━━ The data

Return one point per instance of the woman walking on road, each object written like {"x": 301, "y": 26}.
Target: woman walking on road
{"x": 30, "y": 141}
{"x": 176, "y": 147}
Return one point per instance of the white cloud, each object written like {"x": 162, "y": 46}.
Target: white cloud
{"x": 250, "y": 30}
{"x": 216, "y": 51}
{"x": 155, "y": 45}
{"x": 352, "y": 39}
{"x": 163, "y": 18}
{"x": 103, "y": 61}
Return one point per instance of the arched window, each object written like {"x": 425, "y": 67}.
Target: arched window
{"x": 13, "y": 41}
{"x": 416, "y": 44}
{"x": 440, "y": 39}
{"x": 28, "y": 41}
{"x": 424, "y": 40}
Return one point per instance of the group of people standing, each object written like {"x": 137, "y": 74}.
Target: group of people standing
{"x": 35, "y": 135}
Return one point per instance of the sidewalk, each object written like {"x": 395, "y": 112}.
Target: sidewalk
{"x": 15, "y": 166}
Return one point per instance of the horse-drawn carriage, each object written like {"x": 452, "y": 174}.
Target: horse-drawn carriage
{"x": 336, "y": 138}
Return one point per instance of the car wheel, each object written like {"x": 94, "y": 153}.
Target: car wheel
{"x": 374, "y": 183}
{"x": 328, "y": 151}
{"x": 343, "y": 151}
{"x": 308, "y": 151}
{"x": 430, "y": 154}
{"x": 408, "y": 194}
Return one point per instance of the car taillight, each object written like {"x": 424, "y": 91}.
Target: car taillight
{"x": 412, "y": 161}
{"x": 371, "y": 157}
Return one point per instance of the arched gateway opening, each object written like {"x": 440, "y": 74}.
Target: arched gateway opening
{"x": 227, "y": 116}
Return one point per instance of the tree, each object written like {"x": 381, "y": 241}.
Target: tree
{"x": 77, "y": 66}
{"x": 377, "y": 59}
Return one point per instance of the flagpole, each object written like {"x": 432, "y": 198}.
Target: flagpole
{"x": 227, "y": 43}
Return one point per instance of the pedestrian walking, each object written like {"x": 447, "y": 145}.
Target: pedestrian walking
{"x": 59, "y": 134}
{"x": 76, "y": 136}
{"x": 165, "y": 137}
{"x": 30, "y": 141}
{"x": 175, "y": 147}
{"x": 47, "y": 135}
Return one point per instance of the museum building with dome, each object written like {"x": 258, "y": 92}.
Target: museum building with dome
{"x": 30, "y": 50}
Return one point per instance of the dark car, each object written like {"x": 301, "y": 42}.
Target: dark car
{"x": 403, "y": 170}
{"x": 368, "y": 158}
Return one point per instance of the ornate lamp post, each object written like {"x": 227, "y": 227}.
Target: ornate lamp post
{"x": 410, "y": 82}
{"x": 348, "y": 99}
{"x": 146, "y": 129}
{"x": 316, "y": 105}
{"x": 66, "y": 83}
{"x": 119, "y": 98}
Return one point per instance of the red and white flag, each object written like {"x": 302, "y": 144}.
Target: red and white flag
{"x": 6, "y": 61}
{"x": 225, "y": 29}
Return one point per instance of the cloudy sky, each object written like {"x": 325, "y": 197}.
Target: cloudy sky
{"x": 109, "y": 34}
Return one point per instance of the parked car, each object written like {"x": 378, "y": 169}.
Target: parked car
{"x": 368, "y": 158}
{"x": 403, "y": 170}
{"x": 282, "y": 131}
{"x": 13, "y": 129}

━━━━

**What to do**
Beginning with the line that holds "Return one point per instance of the cloudy", restate word for word every line down to the end of the data, and only those lines.

**Response area**
Return one point per instance of the cloudy sky, each object written like {"x": 325, "y": 197}.
Target: cloudy sky
{"x": 109, "y": 34}
Return one point per instance of the parked car, each object written like {"x": 378, "y": 169}.
Target: parked car
{"x": 368, "y": 158}
{"x": 403, "y": 170}
{"x": 282, "y": 131}
{"x": 13, "y": 129}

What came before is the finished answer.